Work to complete |
a – In the chain liability article, on what date was the ministerial decision published in the Belgian Gazette?
b – Please print the chain liability article from "The entrance into" to "1 January 2025.".
c – Carry on the chain liability article from the point where it stops.

Provided passage |

Belgium | Immigration | Beware or be chained — new Flemish chain liability legislation comes into force in January 2025


June 12, 2024

Immigration 

Beware or be chained – new Flemish chain liability legislation comes into force in January 2025

Summary

In December last year, the Flemish Council of Ministers approved a preliminary draft decree proposing an increased duty of care when working with (sub)contractors. As a result, it will no longer be possible to easily contractually exclude liability for illegal employment by the direct (sub)contractors. Up to now, it was still unclear when this legislation would enter into force as this was made dependent on a ministerial decision foreseeing the practical implementation. Just before the elections of last weekend, the ministerial decision was published in the Belgian gazette. As of 2025, contractors (not the ultimate clients) could be obliged to carry out specific checks when working with subcontractors. Beware of be chained!

The detail

Slipping through the meshes of the net

The law of 30 April 1999 on the employment of foreign workers and the decree of 30 April 2004 lays down some very specific obligations for companies working with subcontractors. For example, a contractor can be fined between EUR 600 and EUR 6000 and imprisoned for up to six months if he works with a subcontractor who has not checked beforehand whether a foreign employee has a valid residence permit or who has not kept a copy of this permit or authorisation for the duration of the employment in Belgium. This liability is deviant from the liability for ‘ultimate clients’, who only can be sanctioned if they are aware of the illegal employment by their subcontractor.

However, currently, there is still an important exception. If the contractor (not the ultimate client) is in possession of a written declaration from the subcontractor confirming that the subcontractor will not employ employees (third-country nationals) who do not have a valid residence permit, the contractor will not be sanctioned. This exemption does not apply if it can be proved that the contractor had knowledge of the infringement. Consequently, the chain liability can easily be shortened at present by providing for such a declaration.

Curtailing the meshes of the net

By introducing the decree amending the law of 30 April 1999 on the employment of foreign workers, the decree on social supervision of 30 April 2004 and the decree of 22 December 2017 containing a premium to encourage the transition of job seekers to entrepreneurship, the Flemish Parliament wanted to straighten out the chain liability and thus ‘curtailing the meshes of the net’ by making it more difficult for contractors to escape their liability.

The new decree foresees an increase in the duty of care of contractors (not ultimate clients). When awarding contracts, the exemption will only apply if (i) the contractor is in possession of a written declaration from the direct subcontractor stating that the latter has not employed illegally staying third- country nationals and (ii) the contractor has acted with the necessary diligence to prevent the direct subcontractor from employing illegally staying third-country nationals. Such due diligence means that the contractor must ask for (and receive) specific information on the identification of the subcontractor and its employees (e.g. their personal data and information on their residence status and residence permit).

The entrance into force of the articles related to chain liability in the Flemish decree, was made dependent on the draft of a ministerial decision. This ministerial decision was published in the Belgian Gazette on 4 June 2024 and foresees an entry into force of the Flemish Decree as of 1 January 2025.

[Coordinate annotation entries]
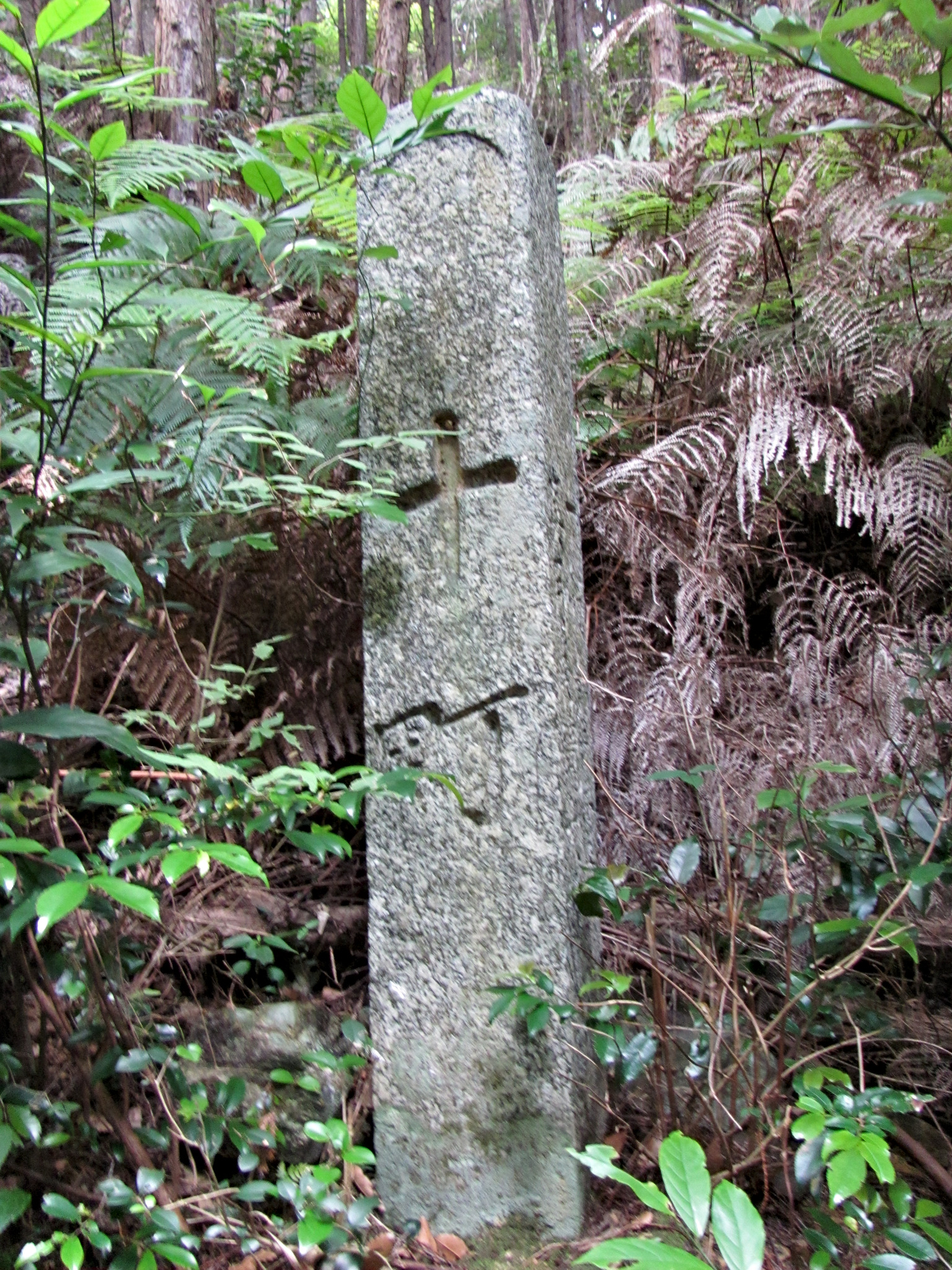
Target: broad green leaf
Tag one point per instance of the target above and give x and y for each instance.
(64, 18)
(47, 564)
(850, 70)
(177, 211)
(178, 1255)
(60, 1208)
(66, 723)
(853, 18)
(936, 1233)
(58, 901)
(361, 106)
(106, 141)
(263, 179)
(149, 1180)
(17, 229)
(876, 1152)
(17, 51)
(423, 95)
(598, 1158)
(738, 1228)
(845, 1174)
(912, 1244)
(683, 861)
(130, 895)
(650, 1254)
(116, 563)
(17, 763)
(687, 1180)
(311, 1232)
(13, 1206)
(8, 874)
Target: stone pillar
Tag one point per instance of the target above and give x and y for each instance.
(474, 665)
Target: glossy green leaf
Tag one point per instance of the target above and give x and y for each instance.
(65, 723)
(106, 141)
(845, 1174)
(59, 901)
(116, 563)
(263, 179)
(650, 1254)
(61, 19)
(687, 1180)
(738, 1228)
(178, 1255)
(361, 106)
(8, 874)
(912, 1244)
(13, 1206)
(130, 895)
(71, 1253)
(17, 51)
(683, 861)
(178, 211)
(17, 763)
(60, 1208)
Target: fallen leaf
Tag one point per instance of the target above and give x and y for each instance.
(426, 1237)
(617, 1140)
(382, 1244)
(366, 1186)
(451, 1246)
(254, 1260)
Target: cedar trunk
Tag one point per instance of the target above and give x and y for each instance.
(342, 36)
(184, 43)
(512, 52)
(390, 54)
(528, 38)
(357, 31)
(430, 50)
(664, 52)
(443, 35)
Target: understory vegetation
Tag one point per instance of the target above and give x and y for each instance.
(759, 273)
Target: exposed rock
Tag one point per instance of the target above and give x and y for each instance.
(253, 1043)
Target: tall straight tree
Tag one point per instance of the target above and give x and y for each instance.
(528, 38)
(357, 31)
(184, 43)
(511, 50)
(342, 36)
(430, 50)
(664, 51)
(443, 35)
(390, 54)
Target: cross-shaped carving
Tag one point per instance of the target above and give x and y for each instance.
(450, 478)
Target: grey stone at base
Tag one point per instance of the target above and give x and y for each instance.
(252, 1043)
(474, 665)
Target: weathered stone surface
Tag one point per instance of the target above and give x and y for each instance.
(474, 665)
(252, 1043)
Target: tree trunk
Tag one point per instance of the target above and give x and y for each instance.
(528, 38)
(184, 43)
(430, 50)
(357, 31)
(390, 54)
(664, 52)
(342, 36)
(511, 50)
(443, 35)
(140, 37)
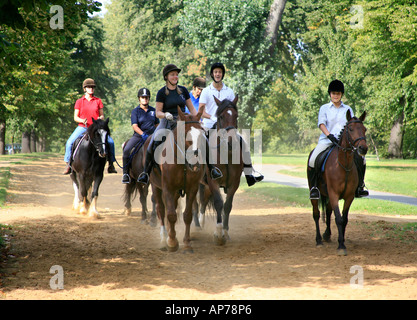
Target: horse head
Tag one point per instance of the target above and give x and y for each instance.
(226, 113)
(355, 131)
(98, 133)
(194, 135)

Results |
a – 4 June 2024

b –
The entrance into force of the articles related to chain liability in the Flemish decree, was made dependent on the draft of a ministerial decision. This ministerial decision was published in the Belgian Gazette on 4 June 2024 and foresees an entry into force of the Flemish Decree as of 1 January 2025.

c –
Ambitious initial checklist chained by GDPR

Now the ministerial decision has been published, a final list of documents that should be kept available by the contractor with regard to the (employees of) the subcontractor has been published. Important in this respect is that – although the initial ideas were very ambitious, the ultimate checklist seems to be rather limited. For example, in preparation of the ministerial decision, judicial advice had been sought with regard to the inclusion of employment contracts to this list. The obligation to keep a copy of the employment contract available has not made the list, as it would not be considered as ‘proportional’ in the context of GDPR legislation.

According to the ministerial decision, a distinction should be made between employees (and self- employed) for whom the ‘Van der Elst’ exemption is applied and all other non-EEA nationals.

The Van der Elst exemption is a temporary exemption to the obligation to have a Belgian work permit, for employees (and self-employed) temporarily seconded to Belgium and legally residing for more than three months in another country of the EEA and Switzerland.

For employees (and self-employed) for whom a Van der Elst exemption is applied, the contractor should ask for a copy of the passport, a copy of the residence permit, a copy of the Limosa and a copy of the A1 document. It concerns the documents necessary to prove the fulfillment of the conditions to apply a Van der Elst exemption according to the case law of the European Court of Justice. If no A1 document has been provided yet, it is sufficient to have a proof of application.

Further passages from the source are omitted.